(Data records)
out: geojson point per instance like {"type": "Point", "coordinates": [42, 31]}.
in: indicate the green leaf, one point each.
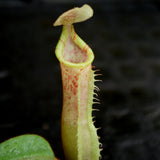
{"type": "Point", "coordinates": [26, 147]}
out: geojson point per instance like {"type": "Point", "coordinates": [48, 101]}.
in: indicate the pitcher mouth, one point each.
{"type": "Point", "coordinates": [72, 50]}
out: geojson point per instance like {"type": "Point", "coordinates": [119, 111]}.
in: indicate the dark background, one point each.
{"type": "Point", "coordinates": [125, 37]}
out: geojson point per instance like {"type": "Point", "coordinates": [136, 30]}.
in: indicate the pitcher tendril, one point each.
{"type": "Point", "coordinates": [79, 135]}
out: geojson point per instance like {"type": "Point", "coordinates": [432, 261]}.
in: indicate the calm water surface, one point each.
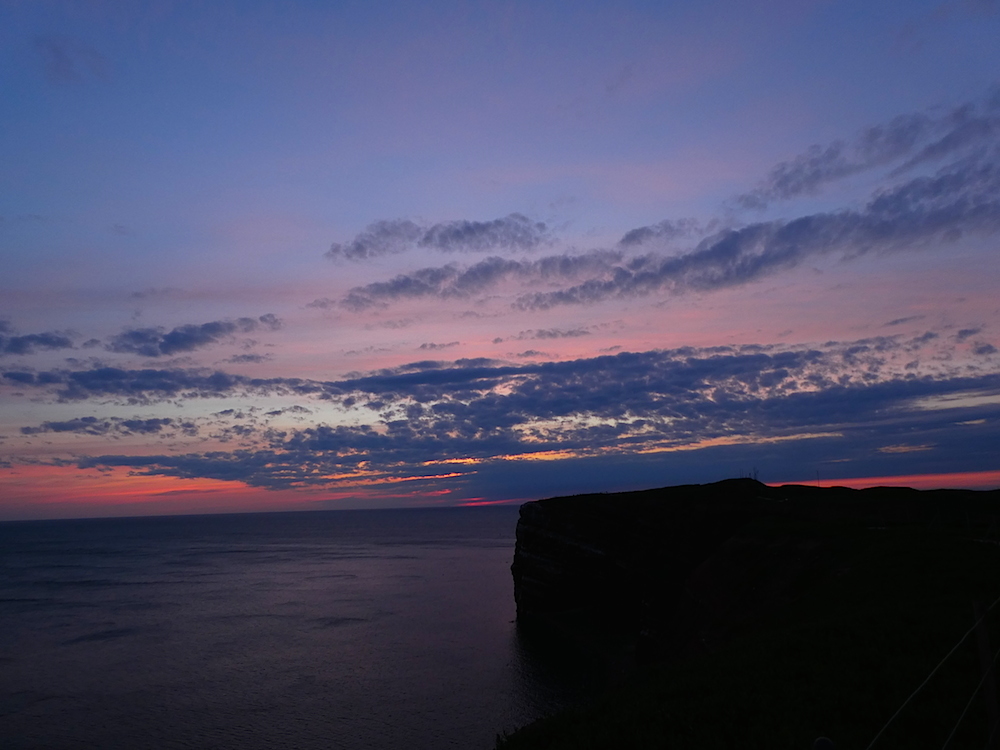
{"type": "Point", "coordinates": [342, 629]}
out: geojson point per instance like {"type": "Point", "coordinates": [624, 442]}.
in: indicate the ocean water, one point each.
{"type": "Point", "coordinates": [341, 629]}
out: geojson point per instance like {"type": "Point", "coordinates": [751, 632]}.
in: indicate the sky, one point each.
{"type": "Point", "coordinates": [308, 255]}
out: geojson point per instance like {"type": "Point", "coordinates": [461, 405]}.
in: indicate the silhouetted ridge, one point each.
{"type": "Point", "coordinates": [659, 573]}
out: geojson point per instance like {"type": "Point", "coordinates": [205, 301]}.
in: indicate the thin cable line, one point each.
{"type": "Point", "coordinates": [933, 672]}
{"type": "Point", "coordinates": [971, 698]}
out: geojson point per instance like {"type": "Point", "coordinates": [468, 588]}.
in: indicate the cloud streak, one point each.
{"type": "Point", "coordinates": [453, 282]}
{"type": "Point", "coordinates": [155, 342]}
{"type": "Point", "coordinates": [513, 232]}
{"type": "Point", "coordinates": [907, 141]}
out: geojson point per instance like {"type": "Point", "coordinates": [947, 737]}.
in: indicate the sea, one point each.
{"type": "Point", "coordinates": [330, 629]}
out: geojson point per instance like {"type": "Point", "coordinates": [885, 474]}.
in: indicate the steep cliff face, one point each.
{"type": "Point", "coordinates": [679, 568]}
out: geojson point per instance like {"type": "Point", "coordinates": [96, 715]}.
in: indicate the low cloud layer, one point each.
{"type": "Point", "coordinates": [115, 426]}
{"type": "Point", "coordinates": [848, 394]}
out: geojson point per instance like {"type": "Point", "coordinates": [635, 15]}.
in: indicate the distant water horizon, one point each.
{"type": "Point", "coordinates": [300, 629]}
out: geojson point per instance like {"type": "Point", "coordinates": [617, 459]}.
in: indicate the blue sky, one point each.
{"type": "Point", "coordinates": [262, 255]}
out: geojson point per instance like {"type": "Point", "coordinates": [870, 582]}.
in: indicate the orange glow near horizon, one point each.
{"type": "Point", "coordinates": [67, 492]}
{"type": "Point", "coordinates": [972, 480]}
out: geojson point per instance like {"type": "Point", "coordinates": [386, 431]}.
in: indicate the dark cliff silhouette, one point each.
{"type": "Point", "coordinates": [820, 606]}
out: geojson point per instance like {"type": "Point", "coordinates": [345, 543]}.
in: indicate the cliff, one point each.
{"type": "Point", "coordinates": [653, 575]}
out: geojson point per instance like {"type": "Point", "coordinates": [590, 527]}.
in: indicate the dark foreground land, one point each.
{"type": "Point", "coordinates": [737, 615]}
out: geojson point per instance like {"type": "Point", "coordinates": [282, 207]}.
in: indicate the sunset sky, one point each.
{"type": "Point", "coordinates": [261, 255]}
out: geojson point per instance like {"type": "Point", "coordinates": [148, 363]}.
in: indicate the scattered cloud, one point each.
{"type": "Point", "coordinates": [155, 342]}
{"type": "Point", "coordinates": [31, 342]}
{"type": "Point", "coordinates": [113, 426]}
{"type": "Point", "coordinates": [513, 232]}
{"type": "Point", "coordinates": [965, 333]}
{"type": "Point", "coordinates": [907, 141]}
{"type": "Point", "coordinates": [431, 346]}
{"type": "Point", "coordinates": [67, 60]}
{"type": "Point", "coordinates": [451, 281]}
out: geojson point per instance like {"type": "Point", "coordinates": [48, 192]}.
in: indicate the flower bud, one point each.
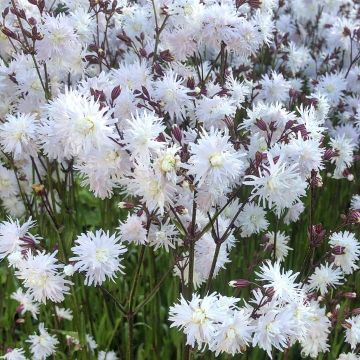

_Task statement:_ Generate a word-for-word copy of the preceding records, excluding all pictures.

_Final answer:_
out: geojson point per instance like {"type": "Point", "coordinates": [42, 31]}.
in: indicate the green leaf, one point each.
{"type": "Point", "coordinates": [26, 147]}
out: geojson point per instance like {"type": "Point", "coordinates": [48, 101]}.
in: indicate the pitcher mouth, one point each.
{"type": "Point", "coordinates": [72, 50]}
out: geojson point per instance like {"type": "Point", "coordinates": [119, 111]}.
in: indicate the dark background, one point each.
{"type": "Point", "coordinates": [125, 37]}
out: geojson point per instance like {"type": "Point", "coordinates": [136, 30]}.
in: indicate the pitcher tendril, one point each.
{"type": "Point", "coordinates": [79, 135]}
out: geojson point per instance like {"type": "Point", "coordinates": [432, 261]}.
in: indicate the calm water surface, one point each.
{"type": "Point", "coordinates": [342, 629]}
out: geojson point per instance like {"type": "Point", "coordinates": [624, 442]}.
in: indicate the ocean water, one point each.
{"type": "Point", "coordinates": [341, 629]}
out: geojson point per instance like {"type": "Point", "coordinates": [751, 632]}.
in: indicate the sky, one point each.
{"type": "Point", "coordinates": [308, 255]}
out: geojson point per instance like {"type": "Point", "coordinates": [461, 405]}.
in: indicate the silhouetted ridge, one point each.
{"type": "Point", "coordinates": [659, 573]}
out: geojson point per instance like {"type": "Point", "coordinates": [205, 301]}.
in: indicate the thin cable line, one point each.
{"type": "Point", "coordinates": [933, 672]}
{"type": "Point", "coordinates": [971, 698]}
out: geojson point per instance like {"type": "Point", "coordinates": [468, 588]}.
in: indicate the cloud streak, one point each.
{"type": "Point", "coordinates": [453, 282]}
{"type": "Point", "coordinates": [155, 342]}
{"type": "Point", "coordinates": [513, 232]}
{"type": "Point", "coordinates": [907, 141]}
out: geojson point per instance like {"type": "Point", "coordinates": [947, 737]}.
in: indicate the sea, one point each.
{"type": "Point", "coordinates": [330, 629]}
out: geojson point per instance like {"type": "Point", "coordinates": [885, 474]}.
in: indicate the steep cliff face, one point each.
{"type": "Point", "coordinates": [679, 568]}
out: geojson point per instance like {"type": "Point", "coordinates": [96, 715]}.
in: indicate the low cloud layer, one point each.
{"type": "Point", "coordinates": [115, 426]}
{"type": "Point", "coordinates": [848, 394]}
out: geojson point per instance like {"type": "Point", "coordinates": [635, 15]}.
in: indicate the distant water horizon, one point each.
{"type": "Point", "coordinates": [300, 629]}
out: geojson point per instance like {"type": "Point", "coordinates": [617, 459]}.
in: indicate the blue sky, one point each.
{"type": "Point", "coordinates": [262, 255]}
out: geojson point per instance like {"type": "Point", "coordinates": [870, 582]}.
in: indicate the orange glow near horizon, one point each.
{"type": "Point", "coordinates": [67, 492]}
{"type": "Point", "coordinates": [972, 480]}
out: geojson point per instance like {"type": "Point", "coordinates": [386, 431]}.
in: indicate the dark cliff silhouette, one point each.
{"type": "Point", "coordinates": [820, 606]}
out: geojson point per instance like {"type": "Point", "coordinates": [345, 543]}.
in: indicate the cliff, one point each.
{"type": "Point", "coordinates": [653, 575]}
out: geojson point per instance like {"type": "Point", "coordinates": [590, 527]}.
in: indicate the dark foreground land, one point each.
{"type": "Point", "coordinates": [737, 615]}
out: geojson point per instance like {"type": "Point", "coordinates": [282, 207]}.
in: indicate the sunset sky, one point each.
{"type": "Point", "coordinates": [261, 255]}
out: geojson point per instance like {"type": "Point", "coordinates": [148, 363]}.
in: indicate the scattered cloud, one point each.
{"type": "Point", "coordinates": [155, 342]}
{"type": "Point", "coordinates": [31, 342]}
{"type": "Point", "coordinates": [113, 426]}
{"type": "Point", "coordinates": [513, 232]}
{"type": "Point", "coordinates": [965, 333]}
{"type": "Point", "coordinates": [907, 141]}
{"type": "Point", "coordinates": [431, 346]}
{"type": "Point", "coordinates": [67, 60]}
{"type": "Point", "coordinates": [451, 281]}
out: geojson point per instance like {"type": "Point", "coordinates": [48, 192]}.
in: indicate the flower bud, one point each.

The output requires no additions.